• [Task prompt]
With nothing left out, repeat every entry exactly.

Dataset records
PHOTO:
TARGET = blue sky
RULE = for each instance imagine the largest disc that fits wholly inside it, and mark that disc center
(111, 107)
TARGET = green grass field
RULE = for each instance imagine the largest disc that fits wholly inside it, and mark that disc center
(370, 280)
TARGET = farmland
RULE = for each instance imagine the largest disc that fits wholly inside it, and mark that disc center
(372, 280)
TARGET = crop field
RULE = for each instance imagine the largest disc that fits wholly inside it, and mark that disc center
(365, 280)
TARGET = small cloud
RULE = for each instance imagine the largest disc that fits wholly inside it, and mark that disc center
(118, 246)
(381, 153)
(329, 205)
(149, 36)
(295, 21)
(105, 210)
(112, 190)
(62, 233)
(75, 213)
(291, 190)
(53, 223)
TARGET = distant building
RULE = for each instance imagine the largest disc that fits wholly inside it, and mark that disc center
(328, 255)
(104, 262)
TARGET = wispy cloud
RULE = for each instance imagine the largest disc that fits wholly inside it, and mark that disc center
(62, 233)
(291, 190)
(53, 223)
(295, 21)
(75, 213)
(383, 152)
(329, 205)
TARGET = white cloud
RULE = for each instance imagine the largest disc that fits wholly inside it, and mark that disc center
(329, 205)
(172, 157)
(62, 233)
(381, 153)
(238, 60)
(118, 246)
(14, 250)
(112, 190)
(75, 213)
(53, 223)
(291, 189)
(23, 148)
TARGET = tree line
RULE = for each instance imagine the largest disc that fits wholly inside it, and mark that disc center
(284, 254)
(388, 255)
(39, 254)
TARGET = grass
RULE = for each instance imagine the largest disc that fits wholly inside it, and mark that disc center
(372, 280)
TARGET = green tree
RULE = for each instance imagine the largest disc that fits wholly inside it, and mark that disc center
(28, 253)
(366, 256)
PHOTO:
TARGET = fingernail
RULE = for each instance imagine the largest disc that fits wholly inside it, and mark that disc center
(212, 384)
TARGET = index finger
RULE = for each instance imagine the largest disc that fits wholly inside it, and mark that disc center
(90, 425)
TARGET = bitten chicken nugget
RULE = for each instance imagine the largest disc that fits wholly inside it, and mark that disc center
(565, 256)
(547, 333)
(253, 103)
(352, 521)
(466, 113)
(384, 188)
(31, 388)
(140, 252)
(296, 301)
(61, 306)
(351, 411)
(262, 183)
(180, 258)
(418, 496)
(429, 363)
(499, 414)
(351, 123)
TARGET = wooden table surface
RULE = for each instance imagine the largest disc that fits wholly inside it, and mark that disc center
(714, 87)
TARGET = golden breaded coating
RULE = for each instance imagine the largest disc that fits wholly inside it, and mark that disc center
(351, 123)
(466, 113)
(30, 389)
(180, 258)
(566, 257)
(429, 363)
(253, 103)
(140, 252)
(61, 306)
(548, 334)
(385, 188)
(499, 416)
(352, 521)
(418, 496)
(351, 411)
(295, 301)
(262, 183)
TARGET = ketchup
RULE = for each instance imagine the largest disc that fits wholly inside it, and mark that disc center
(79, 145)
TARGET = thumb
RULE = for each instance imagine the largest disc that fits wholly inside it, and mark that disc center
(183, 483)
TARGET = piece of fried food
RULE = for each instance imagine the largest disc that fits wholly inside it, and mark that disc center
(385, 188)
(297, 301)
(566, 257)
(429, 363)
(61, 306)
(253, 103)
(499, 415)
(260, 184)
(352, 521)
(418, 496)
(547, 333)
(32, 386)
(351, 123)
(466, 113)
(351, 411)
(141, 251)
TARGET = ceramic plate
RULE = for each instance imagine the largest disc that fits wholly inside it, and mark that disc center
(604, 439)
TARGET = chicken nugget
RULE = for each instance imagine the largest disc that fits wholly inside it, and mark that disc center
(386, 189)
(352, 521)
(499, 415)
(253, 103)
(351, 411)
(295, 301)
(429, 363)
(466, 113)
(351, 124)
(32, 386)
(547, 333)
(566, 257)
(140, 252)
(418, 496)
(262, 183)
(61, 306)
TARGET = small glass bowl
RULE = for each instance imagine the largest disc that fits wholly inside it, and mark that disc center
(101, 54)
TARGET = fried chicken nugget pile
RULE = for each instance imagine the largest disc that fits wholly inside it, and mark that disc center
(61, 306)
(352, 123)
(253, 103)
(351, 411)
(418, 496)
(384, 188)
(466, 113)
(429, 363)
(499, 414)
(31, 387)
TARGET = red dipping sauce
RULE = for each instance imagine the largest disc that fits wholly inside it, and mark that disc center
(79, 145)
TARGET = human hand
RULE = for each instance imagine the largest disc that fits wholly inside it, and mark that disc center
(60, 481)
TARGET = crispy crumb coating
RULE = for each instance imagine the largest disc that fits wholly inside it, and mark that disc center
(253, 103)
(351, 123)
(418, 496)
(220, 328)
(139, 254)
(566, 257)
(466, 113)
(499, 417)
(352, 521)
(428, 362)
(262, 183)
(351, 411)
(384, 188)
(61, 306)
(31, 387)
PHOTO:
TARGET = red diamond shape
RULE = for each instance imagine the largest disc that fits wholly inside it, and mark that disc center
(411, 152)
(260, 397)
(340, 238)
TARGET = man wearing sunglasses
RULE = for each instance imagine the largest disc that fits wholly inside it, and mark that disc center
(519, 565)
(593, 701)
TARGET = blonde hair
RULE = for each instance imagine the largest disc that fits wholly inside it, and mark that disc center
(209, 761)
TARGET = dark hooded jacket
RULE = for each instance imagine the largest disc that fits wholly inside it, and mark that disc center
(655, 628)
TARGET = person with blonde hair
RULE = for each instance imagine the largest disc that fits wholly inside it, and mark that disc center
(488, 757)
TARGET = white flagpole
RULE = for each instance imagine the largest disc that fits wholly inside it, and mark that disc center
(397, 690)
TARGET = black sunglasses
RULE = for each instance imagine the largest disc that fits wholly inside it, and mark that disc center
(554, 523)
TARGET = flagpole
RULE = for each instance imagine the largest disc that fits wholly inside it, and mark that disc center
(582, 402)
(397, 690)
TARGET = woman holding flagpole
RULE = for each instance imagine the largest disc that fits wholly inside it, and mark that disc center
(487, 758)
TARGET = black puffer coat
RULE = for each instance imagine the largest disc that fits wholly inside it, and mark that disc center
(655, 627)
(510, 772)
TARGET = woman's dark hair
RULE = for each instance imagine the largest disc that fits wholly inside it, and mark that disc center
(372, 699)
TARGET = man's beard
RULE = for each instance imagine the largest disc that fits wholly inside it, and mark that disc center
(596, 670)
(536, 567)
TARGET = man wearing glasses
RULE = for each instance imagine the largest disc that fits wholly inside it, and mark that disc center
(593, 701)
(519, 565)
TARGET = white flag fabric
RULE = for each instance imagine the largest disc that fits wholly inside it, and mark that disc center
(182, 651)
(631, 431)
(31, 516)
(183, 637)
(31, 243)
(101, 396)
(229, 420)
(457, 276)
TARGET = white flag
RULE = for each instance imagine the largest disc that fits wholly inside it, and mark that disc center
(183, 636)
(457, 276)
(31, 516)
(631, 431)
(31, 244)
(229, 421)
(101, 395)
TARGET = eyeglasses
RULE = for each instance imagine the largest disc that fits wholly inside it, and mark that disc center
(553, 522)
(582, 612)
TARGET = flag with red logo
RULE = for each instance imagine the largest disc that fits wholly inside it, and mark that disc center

• [Solved problem]
PHOTO:
TARGET = blue sky
RULE = for each instance imagine the largest disc that fits wholly inside it, and mark that disc center
(111, 107)
TARGET = green grass field
RULE = for each instance imagine the largest disc that fits wholly inside it, and mark that disc center
(370, 280)
TARGET = farmland
RULE = for each instance imagine the largest disc that fits wholly inside it, and mark that disc center
(372, 280)
TARGET = crop field
RULE = for each instance imagine the largest disc that fits wholly inside it, and mark that disc center
(365, 280)
TARGET = small cloud
RULE = for each instance imagine the largest disc that fits wholly inside it, and mark that disc center
(118, 246)
(381, 153)
(329, 205)
(149, 36)
(295, 21)
(105, 210)
(112, 190)
(62, 233)
(75, 213)
(291, 190)
(53, 223)
TARGET = distant building
RULE = for each instance imagine the largest disc that fits wholly inside it, and mark that disc center
(328, 255)
(104, 262)
TARGET = wispy cloud
RULE = for each instance imagine the largest disc that fits wholly inside it, and mark that disc center
(62, 233)
(291, 190)
(53, 223)
(295, 21)
(75, 213)
(383, 152)
(329, 205)
TARGET = white cloud
RULE = for each instance imagine the largest disc that fits wholly inside it, and mark that disc center
(329, 205)
(172, 157)
(62, 233)
(381, 153)
(238, 60)
(118, 246)
(14, 250)
(112, 190)
(75, 213)
(53, 223)
(291, 189)
(23, 148)
TARGET = tree line
RULE = for each instance imagine the largest disc that fits wholly inside it, and mark that disc center
(284, 254)
(388, 255)
(39, 254)
TARGET = grass
RULE = for each instance imagine the largest disc that fits wholly inside it, and mark that disc center
(372, 280)
TARGET = green tree
RULE = for each instance imagine the largest disc that fits wholly inside it, and mark that disc center
(28, 253)
(366, 256)
PHOTO:
TARGET = fingernail
RULE = for each instance imagine the largest disc that fits wholly inside it, and mark that disc center
(212, 384)
TARGET = index finger
RULE = for each instance imagine the largest disc that fits wholly inside it, and mark that disc center
(90, 425)
TARGET = bitten chicken nugget
RULE = for each instance imagine the largest disc that fits wholly inside it, and mark that disc center
(565, 256)
(547, 333)
(253, 103)
(352, 521)
(466, 113)
(384, 188)
(31, 388)
(140, 252)
(296, 301)
(61, 306)
(351, 411)
(262, 183)
(180, 258)
(418, 496)
(429, 363)
(499, 414)
(351, 123)
TARGET = wooden table surface
RULE = for each instance imagine the largest disc that fits wholly inside it, and mark that disc center
(714, 87)
TARGET = golden breaded coating
RULE = for each instance imagine the largest disc that fits wholly inside it, and mark that disc center
(351, 123)
(466, 113)
(30, 389)
(180, 258)
(566, 257)
(429, 363)
(253, 103)
(140, 252)
(61, 306)
(548, 334)
(385, 188)
(499, 416)
(352, 521)
(418, 496)
(351, 411)
(295, 301)
(262, 183)
TARGET = ketchup
RULE = for each instance imagine the largest disc that fits wholly inside it, and mark that disc center
(79, 145)
TARGET = thumb
RULE = for each instance imagine the largest disc that fits wholly inside it, and mark that disc center
(183, 483)
TARGET = piece of fried food
RULE = for each instance imagine the largest disc that fits wholly inside it, and mark that disc center
(385, 188)
(297, 301)
(566, 257)
(429, 363)
(61, 306)
(253, 103)
(499, 415)
(260, 184)
(352, 521)
(418, 496)
(547, 333)
(32, 386)
(351, 123)
(466, 113)
(351, 411)
(141, 251)
TARGET = ceramic plate
RULE = for each instance imagine the largest disc that fits wholly inside it, and mark that disc center
(604, 439)
TARGET = chicken nugget
RULE = for each instance imagine the largest disc that fits wholly inside it, and mark that disc center
(386, 189)
(352, 521)
(499, 415)
(253, 103)
(351, 411)
(295, 301)
(429, 363)
(466, 113)
(351, 124)
(32, 386)
(547, 333)
(566, 257)
(140, 252)
(418, 496)
(262, 183)
(61, 306)
TARGET = small glass bowl
RULE = for each instance imagine the largest disc that fits wholly inside it, and mark that disc center
(101, 54)
TARGET = fried chicken nugget pile
RULE = for each instance imagine the largest disc that fits wholly inside it, and mark that disc center
(61, 306)
(352, 123)
(253, 103)
(351, 411)
(418, 496)
(384, 188)
(466, 113)
(429, 363)
(499, 414)
(31, 387)
TARGET = red dipping sauce
RULE = for each instance imagine the largest disc that fits wholly inside it, and mark that disc center
(79, 145)
TARGET = human hand
RULE = for each instance imagine the largest disc that fits wholly inside it, and mark that disc center
(60, 481)
TARGET = crispy crumb coating
RULE = for each instance imagine the largest disc that fits wholly inside it, and mark that disc center
(253, 103)
(351, 123)
(418, 496)
(220, 328)
(139, 254)
(566, 257)
(466, 113)
(499, 417)
(352, 521)
(428, 362)
(262, 183)
(351, 411)
(384, 188)
(61, 306)
(31, 387)
PHOTO:
TARGET = red diamond shape
RULE = for each instance imagine the largest disc that fits wholly inside it, and mark that disc center
(411, 152)
(260, 397)
(340, 238)
TARGET = man wearing sunglasses
RULE = for each instance imagine the largest disc that fits wholly inside it, and mark that disc center
(519, 565)
(593, 701)
TARGET = blonde hair
RULE = for each instance imagine the largest disc that fits wholly inside it, and mark that disc center
(209, 761)
TARGET = dark hooded jacket
RULE = for each instance imagine the largest disc that fits wholly inside it, and mark that disc center
(655, 628)
TARGET = person with blonde hair
RULE = for each instance imagine the largest disc that fits wholly inside it, and mark that disc center
(488, 757)
TARGET = white flagpole
RULE = for each instance imagine the largest disc that fits wholly inside it, and mark that disc center
(397, 690)
TARGET = black sunglasses
RULE = for each instance imagine the largest disc that fits wholly inside it, and mark that disc center
(554, 523)
TARGET = flagpole
RULE = for each instance imagine the largest disc that fits wholly inside it, and mark that disc center
(582, 402)
(397, 690)
TARGET = woman holding flagpole
RULE = for each instance imagine the largest disc that fits wholly inside it, and mark that disc center
(487, 758)
TARGET = black puffer coat
RULE = for each instance imagine the largest disc that fits wholly inside it, and mark that disc center
(655, 627)
(510, 772)
TARGET = woman's dark hair
RULE = for each instance imagine the largest disc that fits wholly inside it, and mark that disc center
(372, 699)
TARGET = man's beard
RULE = for each instance imagine the largest disc that fits wholly inside it, and mark that disc center
(596, 670)
(536, 567)
TARGET = man wearing glasses
RULE = for each instance imagine the largest disc that fits wholly inside it, and mark that disc center
(593, 701)
(519, 565)
TARGET = white flag fabric
RULE = for each instance imagine the largest disc that fits wholly inside it, and mark that disc center
(182, 651)
(631, 431)
(31, 516)
(183, 637)
(31, 243)
(101, 396)
(229, 420)
(457, 276)
TARGET = white flag
RULE = for each instance imagine the largest disc that fits wholly inside it, and mark that disc center
(183, 636)
(457, 276)
(31, 516)
(631, 431)
(31, 244)
(229, 421)
(101, 395)
TARGET = eyeglasses
RULE = for each instance imagine the largest disc that fits wholly inside it, and mark that disc center
(553, 522)
(582, 612)
TARGET = flag with red logo
RULE = for each instance imagine the largest disc that fits wholly inside it, and mark that disc center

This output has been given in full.